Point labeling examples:
* Begin *
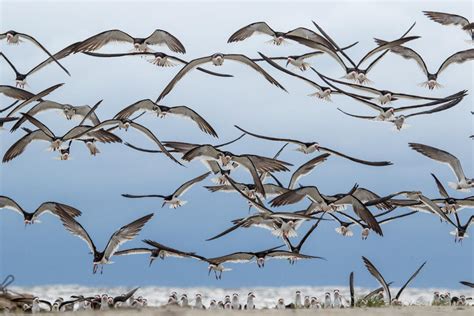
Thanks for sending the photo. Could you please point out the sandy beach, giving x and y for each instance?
(387, 311)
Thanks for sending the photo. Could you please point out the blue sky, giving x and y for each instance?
(47, 254)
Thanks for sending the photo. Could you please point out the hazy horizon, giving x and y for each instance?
(47, 254)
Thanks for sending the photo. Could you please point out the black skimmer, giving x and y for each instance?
(252, 163)
(250, 305)
(160, 59)
(217, 59)
(298, 61)
(378, 276)
(451, 204)
(164, 111)
(33, 98)
(125, 124)
(21, 77)
(69, 111)
(311, 147)
(384, 96)
(467, 283)
(344, 228)
(387, 113)
(158, 37)
(173, 199)
(15, 38)
(46, 207)
(278, 38)
(355, 72)
(329, 204)
(432, 78)
(45, 134)
(158, 251)
(452, 19)
(124, 234)
(463, 183)
(323, 92)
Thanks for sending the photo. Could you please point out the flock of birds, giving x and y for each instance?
(222, 163)
(12, 301)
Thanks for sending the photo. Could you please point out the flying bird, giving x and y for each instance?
(217, 59)
(69, 111)
(432, 83)
(21, 77)
(355, 72)
(158, 251)
(158, 37)
(15, 38)
(124, 234)
(378, 276)
(173, 199)
(160, 59)
(311, 147)
(46, 207)
(163, 111)
(463, 184)
(452, 19)
(43, 133)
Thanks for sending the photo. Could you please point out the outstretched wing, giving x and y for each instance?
(248, 30)
(124, 234)
(163, 37)
(409, 280)
(376, 274)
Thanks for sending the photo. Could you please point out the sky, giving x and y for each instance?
(47, 254)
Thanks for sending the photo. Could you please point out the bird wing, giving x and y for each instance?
(133, 251)
(186, 112)
(287, 140)
(76, 229)
(187, 185)
(124, 234)
(97, 41)
(34, 41)
(236, 257)
(365, 117)
(85, 110)
(34, 98)
(142, 105)
(440, 186)
(19, 146)
(40, 107)
(54, 209)
(166, 38)
(294, 196)
(152, 136)
(15, 93)
(283, 254)
(187, 68)
(6, 202)
(364, 162)
(310, 35)
(409, 280)
(202, 152)
(387, 45)
(362, 211)
(247, 61)
(446, 18)
(249, 165)
(440, 156)
(248, 30)
(306, 168)
(407, 53)
(457, 58)
(376, 274)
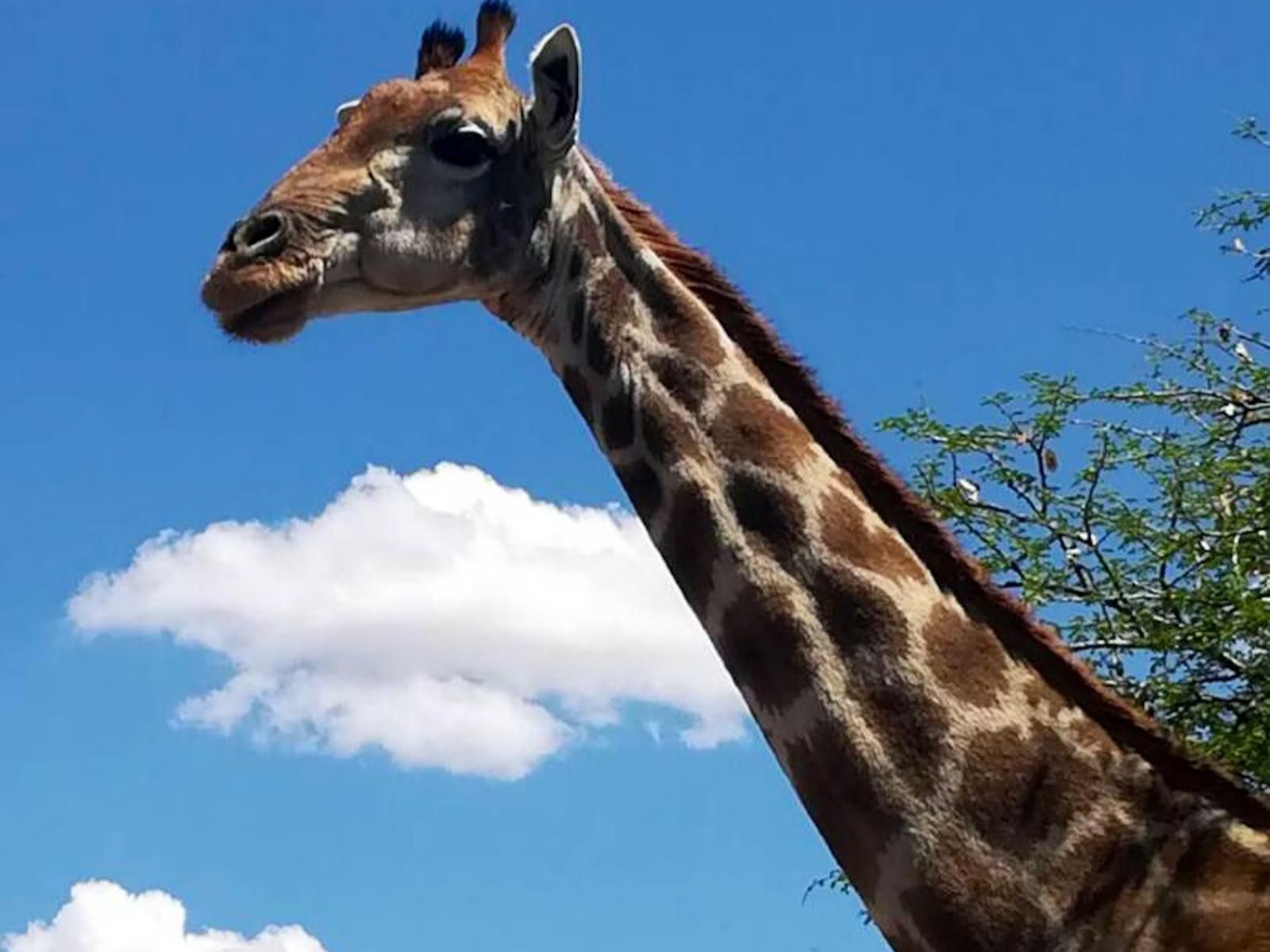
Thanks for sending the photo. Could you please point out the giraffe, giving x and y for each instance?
(981, 790)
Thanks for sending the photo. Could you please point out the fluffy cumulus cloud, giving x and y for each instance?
(442, 617)
(102, 917)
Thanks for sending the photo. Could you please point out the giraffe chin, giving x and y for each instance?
(271, 321)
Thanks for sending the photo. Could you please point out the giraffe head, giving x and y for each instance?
(429, 190)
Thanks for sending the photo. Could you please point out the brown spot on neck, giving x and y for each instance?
(749, 428)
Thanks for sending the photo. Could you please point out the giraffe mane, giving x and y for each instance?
(956, 573)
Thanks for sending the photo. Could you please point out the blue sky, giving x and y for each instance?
(926, 200)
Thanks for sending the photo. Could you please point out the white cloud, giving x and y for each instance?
(102, 917)
(451, 621)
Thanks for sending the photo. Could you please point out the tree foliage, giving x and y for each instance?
(1137, 517)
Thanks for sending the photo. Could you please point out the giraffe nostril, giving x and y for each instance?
(260, 235)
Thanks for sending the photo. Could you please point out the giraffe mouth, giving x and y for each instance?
(272, 321)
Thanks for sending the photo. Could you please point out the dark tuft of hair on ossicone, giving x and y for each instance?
(440, 48)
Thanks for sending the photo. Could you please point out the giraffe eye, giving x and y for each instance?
(467, 148)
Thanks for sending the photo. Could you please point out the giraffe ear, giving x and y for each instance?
(556, 65)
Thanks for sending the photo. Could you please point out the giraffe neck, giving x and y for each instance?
(971, 805)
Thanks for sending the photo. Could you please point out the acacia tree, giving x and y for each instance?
(1137, 517)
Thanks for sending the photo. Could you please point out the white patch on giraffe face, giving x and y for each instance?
(346, 109)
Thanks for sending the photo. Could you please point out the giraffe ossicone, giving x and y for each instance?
(978, 786)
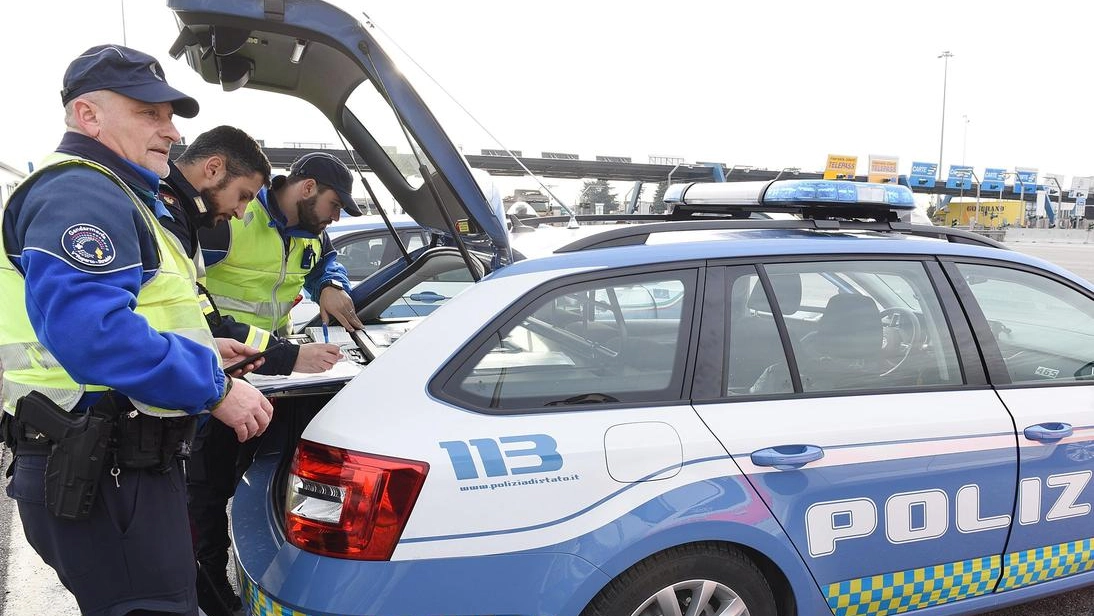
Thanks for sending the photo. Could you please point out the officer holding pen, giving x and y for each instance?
(211, 182)
(256, 265)
(107, 357)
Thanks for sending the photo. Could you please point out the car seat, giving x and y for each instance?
(846, 349)
(754, 344)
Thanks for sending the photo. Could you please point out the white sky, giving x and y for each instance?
(764, 83)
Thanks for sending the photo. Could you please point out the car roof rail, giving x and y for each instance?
(636, 234)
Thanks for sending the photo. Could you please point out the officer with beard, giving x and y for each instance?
(212, 182)
(257, 265)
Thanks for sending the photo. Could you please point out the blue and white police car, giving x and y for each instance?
(712, 414)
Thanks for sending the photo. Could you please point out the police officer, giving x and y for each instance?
(258, 265)
(278, 247)
(102, 321)
(211, 182)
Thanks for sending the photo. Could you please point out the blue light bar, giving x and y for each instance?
(822, 192)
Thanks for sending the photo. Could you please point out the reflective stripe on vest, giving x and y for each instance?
(169, 302)
(258, 279)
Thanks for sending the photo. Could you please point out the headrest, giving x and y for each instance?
(850, 327)
(788, 292)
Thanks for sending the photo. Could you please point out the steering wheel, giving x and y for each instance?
(900, 332)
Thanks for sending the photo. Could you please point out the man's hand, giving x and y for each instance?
(233, 351)
(337, 303)
(316, 357)
(245, 410)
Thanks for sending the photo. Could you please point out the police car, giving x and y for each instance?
(710, 414)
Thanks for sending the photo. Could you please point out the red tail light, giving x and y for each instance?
(349, 504)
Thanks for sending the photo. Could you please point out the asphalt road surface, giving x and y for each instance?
(31, 589)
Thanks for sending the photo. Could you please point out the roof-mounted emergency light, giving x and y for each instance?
(812, 198)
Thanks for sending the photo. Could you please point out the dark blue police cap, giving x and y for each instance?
(328, 171)
(128, 72)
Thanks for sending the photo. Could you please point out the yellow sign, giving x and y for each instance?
(883, 169)
(992, 214)
(840, 166)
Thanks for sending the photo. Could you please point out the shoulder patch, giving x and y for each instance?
(88, 244)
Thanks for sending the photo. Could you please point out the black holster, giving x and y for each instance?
(78, 450)
(152, 442)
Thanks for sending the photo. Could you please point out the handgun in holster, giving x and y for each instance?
(79, 449)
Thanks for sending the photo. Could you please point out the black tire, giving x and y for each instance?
(682, 574)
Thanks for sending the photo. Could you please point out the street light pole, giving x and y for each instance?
(945, 74)
(964, 140)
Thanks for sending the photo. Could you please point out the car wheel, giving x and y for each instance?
(691, 580)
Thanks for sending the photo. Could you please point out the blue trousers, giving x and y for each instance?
(132, 555)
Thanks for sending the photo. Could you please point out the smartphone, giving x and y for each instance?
(252, 359)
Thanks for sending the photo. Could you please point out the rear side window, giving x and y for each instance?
(852, 326)
(621, 339)
(1045, 329)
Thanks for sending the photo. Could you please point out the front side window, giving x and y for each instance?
(621, 339)
(1045, 329)
(853, 325)
(363, 256)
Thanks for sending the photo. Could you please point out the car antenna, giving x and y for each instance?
(370, 23)
(372, 195)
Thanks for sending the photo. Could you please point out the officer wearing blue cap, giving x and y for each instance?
(281, 246)
(278, 247)
(108, 359)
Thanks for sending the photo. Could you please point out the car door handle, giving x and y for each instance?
(428, 297)
(787, 457)
(1048, 431)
* End *
* WRITTEN REQUEST
Render every line of the listing above as a Markdown table with the columns "No." and "Line," numbering each row and skipping blank lines. Leave the pictures out of the answer.

* RESPONSE TO THIS EXERCISE
| No. | Line |
|---|---|
| 1 | Thanks for sending the photo. Could you please point out the sandy beach, giving x and y for each instance? |
| 2 | (387, 311) |
| 3 | Thanks for sending the photo. Could you please point out the blue sky, giving x and y for each instance? |
| 4 | (47, 254) |
| 5 | Thanks for sending the photo. Could you please point out the hazy horizon, giving x and y for each instance? |
| 6 | (47, 254) |
| 7 | Thanks for sending the photo. Could you please point out the black skimmer, giving x and y for each instance? |
| 8 | (252, 163) |
| 9 | (250, 305) |
| 10 | (160, 59) |
| 11 | (217, 59) |
| 12 | (298, 61) |
| 13 | (378, 276) |
| 14 | (451, 204) |
| 15 | (164, 111) |
| 16 | (33, 98) |
| 17 | (125, 124) |
| 18 | (21, 77) |
| 19 | (69, 111) |
| 20 | (311, 147) |
| 21 | (384, 96) |
| 22 | (467, 283) |
| 23 | (344, 228) |
| 24 | (387, 113) |
| 25 | (158, 37) |
| 26 | (173, 199) |
| 27 | (15, 38) |
| 28 | (46, 207) |
| 29 | (278, 38) |
| 30 | (355, 72) |
| 31 | (329, 204) |
| 32 | (432, 78) |
| 33 | (45, 134) |
| 34 | (158, 251) |
| 35 | (452, 19) |
| 36 | (124, 234) |
| 37 | (463, 183) |
| 38 | (323, 92) |
| 39 | Thanks for sending the photo. Could you please point out the flock of birds, giving x and y for each instance? |
| 40 | (222, 163) |
| 41 | (12, 301) |
| 42 | Thanks for sending the photo. Could you please point out the flying bird, giving x and y for each instance? |
| 43 | (217, 59) |
| 44 | (69, 111) |
| 45 | (432, 83) |
| 46 | (21, 77) |
| 47 | (355, 72) |
| 48 | (158, 251) |
| 49 | (158, 37) |
| 50 | (15, 38) |
| 51 | (124, 234) |
| 52 | (378, 276) |
| 53 | (173, 199) |
| 54 | (160, 59) |
| 55 | (311, 147) |
| 56 | (46, 207) |
| 57 | (163, 111) |
| 58 | (463, 184) |
| 59 | (452, 19) |
| 60 | (43, 133) |
| 61 | Thanks for sending the photo. Could you please point out the outstretched wing, giving x and y for each instance? |
| 62 | (248, 30) |
| 63 | (124, 234) |
| 64 | (163, 37) |
| 65 | (409, 280) |
| 66 | (376, 274) |
| 67 | Thanks for sending the photo. Could you please point out the sky, giving x and y for each instance? |
| 68 | (47, 254) |
| 69 | Thanks for sending the photo. Could you please point out the bird wing, giving x and y for each instance? |
| 70 | (133, 251) |
| 71 | (186, 112) |
| 72 | (287, 140) |
| 73 | (76, 229) |
| 74 | (187, 185) |
| 75 | (124, 234) |
| 76 | (97, 41) |
| 77 | (34, 41) |
| 78 | (236, 257) |
| 79 | (365, 117) |
| 80 | (85, 110) |
| 81 | (34, 98) |
| 82 | (142, 105) |
| 83 | (440, 186) |
| 84 | (19, 146) |
| 85 | (40, 107) |
| 86 | (54, 209) |
| 87 | (166, 38) |
| 88 | (294, 196) |
| 89 | (152, 136) |
| 90 | (15, 93) |
| 91 | (283, 254) |
| 92 | (187, 68) |
| 93 | (6, 202) |
| 94 | (364, 162) |
| 95 | (310, 35) |
| 96 | (409, 280) |
| 97 | (202, 152) |
| 98 | (387, 45) |
| 99 | (362, 211) |
| 100 | (247, 61) |
| 101 | (446, 18) |
| 102 | (249, 165) |
| 103 | (440, 156) |
| 104 | (248, 30) |
| 105 | (306, 168) |
| 106 | (407, 53) |
| 107 | (457, 58) |
| 108 | (376, 274) |
| 109 | Thanks for sending the photo. Could you please point out the giraffe, giving x and y for each instance? |
| 110 | (981, 790) |
| 111 | Thanks for sending the photo. Could you please point out the fluffy cumulus cloud, giving x and y for each instance? |
| 112 | (442, 617) |
| 113 | (102, 917) |
| 114 | Thanks for sending the photo. Could you please point out the giraffe chin, giving x and y for each instance? |
| 115 | (271, 321) |
| 116 | Thanks for sending the photo. Could you please point out the giraffe head, giving x and y for each instance? |
| 117 | (429, 190) |
| 118 | Thanks for sending the photo. Could you please point out the brown spot on neck, giving x and y for each instance? |
| 119 | (749, 428) |
| 120 | Thanks for sending the photo. Could you please point out the giraffe mane, giving x and y for each instance? |
| 121 | (956, 573) |
| 122 | Thanks for sending the photo. Could you please point out the blue sky, giving x and y for each instance? |
| 123 | (926, 200) |
| 124 | Thanks for sending the photo. Could you please point out the white cloud, giving x and y for each instance? |
| 125 | (102, 917) |
| 126 | (451, 621) |
| 127 | Thanks for sending the photo. Could you please point out the tree foliage, giving x and y for each instance? |
| 128 | (1137, 517) |
| 129 | Thanks for sending the photo. Could you please point out the giraffe nostril, giving x and y for each instance? |
| 130 | (260, 235) |
| 131 | Thanks for sending the photo. Could you please point out the giraffe mouth, giving x and y for each instance? |
| 132 | (272, 321) |
| 133 | Thanks for sending the photo. Could you please point out the dark tuft of hair on ossicone, giving x and y for each instance? |
| 134 | (440, 48) |
| 135 | Thanks for sending the photo. Could you please point out the giraffe eye, giving x and y for each instance? |
| 136 | (467, 148) |
| 137 | Thanks for sending the photo. Could you please point out the giraffe ear, giving x and y for each instance? |
| 138 | (556, 65) |
| 139 | Thanks for sending the photo. Could you please point out the giraffe neck, giving x and y for each instance? |
| 140 | (971, 805) |
| 141 | Thanks for sending the photo. Could you please point out the acacia tree, giving x and y for each instance? |
| 142 | (1137, 517) |
| 143 | Thanks for sending the photo. Could you please point out the white patch on giraffe face, giving x and y for each instance? |
| 144 | (346, 109) |
| 145 | Thanks for sending the photo. Could you please point out the giraffe ossicone, giving x and y for each instance? |
| 146 | (978, 786) |
| 147 | Thanks for sending the photo. Could you please point out the officer holding pen, giving x and y for each instance? |
| 148 | (211, 182) |
| 149 | (256, 265) |
| 150 | (107, 357) |
| 151 | Thanks for sending the photo. Could you please point out the car seat, giving x and y for each instance? |
| 152 | (846, 349) |
| 153 | (754, 344) |
| 154 | Thanks for sending the photo. Could you please point out the white sky, giving x and y for each instance? |
| 155 | (764, 83) |
| 156 | Thanks for sending the photo. Could you please point out the car roof rail, giving x and y for each instance? |
| 157 | (636, 234) |
| 158 | Thanks for sending the photo. Could you please point out the officer with beard, giving x and y for each instance? |
| 159 | (212, 182) |
| 160 | (257, 265) |
| 161 | Thanks for sending the photo. Could you please point out the blue and white police car, giving x and y for each instance? |
| 162 | (712, 414) |
| 163 | Thanks for sending the photo. Could you please point out the police officer, giving x and y for each instance? |
| 164 | (258, 265) |
| 165 | (278, 247) |
| 166 | (102, 321) |
| 167 | (211, 182) |
| 168 | Thanks for sending the photo. Could you please point out the blue light bar, giving x and y for each instance? |
| 169 | (822, 192) |
| 170 | Thanks for sending the photo. Could you please point out the reflective stripe on vest, giving x and y for each instance? |
| 171 | (169, 302) |
| 172 | (258, 279) |
| 173 | Thanks for sending the photo. Could you please point out the headrest, giving x and y for each instance? |
| 174 | (850, 327) |
| 175 | (788, 292) |
| 176 | Thanks for sending the photo. Could you please point out the steering wheel, giving x and y for each instance? |
| 177 | (900, 332) |
| 178 | Thanks for sending the photo. Could you please point out the man's hand, giving x and y for each instance? |
| 179 | (233, 351) |
| 180 | (337, 303) |
| 181 | (316, 357) |
| 182 | (245, 410) |
| 183 | Thanks for sending the photo. Could you please point out the police car, giving x and y for each instance? |
| 184 | (710, 414) |
| 185 | Thanks for sending the photo. Could you please point out the red tail light, giving x and y for each instance? |
| 186 | (349, 504) |
| 187 | Thanks for sending the photo. Could you please point out the asphalt road surface, giving x and y for each instance? |
| 188 | (31, 589) |
| 189 | Thanks for sending the photo. Could you please point out the roof-mounted emergency light, giving x and y for each instance? |
| 190 | (812, 198) |
| 191 | Thanks for sending the photo. Could you please point out the dark blue police cap, giving x and y for each instance? |
| 192 | (328, 171) |
| 193 | (128, 72) |
| 194 | Thanks for sending the photo. Could you please point out the yellow sign, giving x and y for each instance? |
| 195 | (883, 169) |
| 196 | (992, 214) |
| 197 | (840, 166) |
| 198 | Thanks for sending the photo. Could you please point out the shoulder patch, giving x and y for each instance? |
| 199 | (88, 244) |
| 200 | Thanks for sending the photo. Could you please point out the black holster, giving x and y for each instance? |
| 201 | (78, 450) |
| 202 | (152, 442) |
| 203 | Thanks for sending the photo. Could you please point out the handgun in holster, giving x and y for each instance? |
| 204 | (79, 449) |
| 205 | Thanks for sending the photo. Could you please point out the black tire, giving x and y for each instance? |
| 206 | (682, 574) |
| 207 | Thanks for sending the photo. Could you please point out the street light pole, giving x and y for each instance? |
| 208 | (945, 74) |
| 209 | (964, 140) |
| 210 | Thanks for sending the photo. Could you please point out the car wheel, giving x and y for each instance? |
| 211 | (691, 580) |
| 212 | Thanks for sending the photo. Could you please point out the blue trousers, giving x and y for each instance? |
| 213 | (132, 555) |
| 214 | Thanks for sending the photo. Could you please point out the smartphone, giving x and y for each instance? |
| 215 | (252, 359) |
| 216 | Thanks for sending the photo. Could you please point out the rear side window, giving x and y for each instance? |
| 217 | (852, 326) |
| 218 | (621, 339) |
| 219 | (1045, 329) |
| 220 | Thanks for sending the photo. Could you please point out the front side window, giving x and y for each instance? |
| 221 | (621, 339) |
| 222 | (1045, 329) |
| 223 | (853, 325) |
| 224 | (363, 256) |
| 225 | Thanks for sending the photo. Could you please point out the car antenna, giving x and y for each instance? |
| 226 | (370, 23) |
| 227 | (372, 195) |
| 228 | Thanks for sending the photo. Could you please point out the officer wearing blue cap, giving x and y for each instance? |
| 229 | (281, 246) |
| 230 | (278, 247) |
| 231 | (108, 359) |
| 232 | Thanks for sending the photo. Could you please point out the car door handle, giving x and y for each instance? |
| 233 | (428, 297) |
| 234 | (787, 457) |
| 235 | (1048, 431) |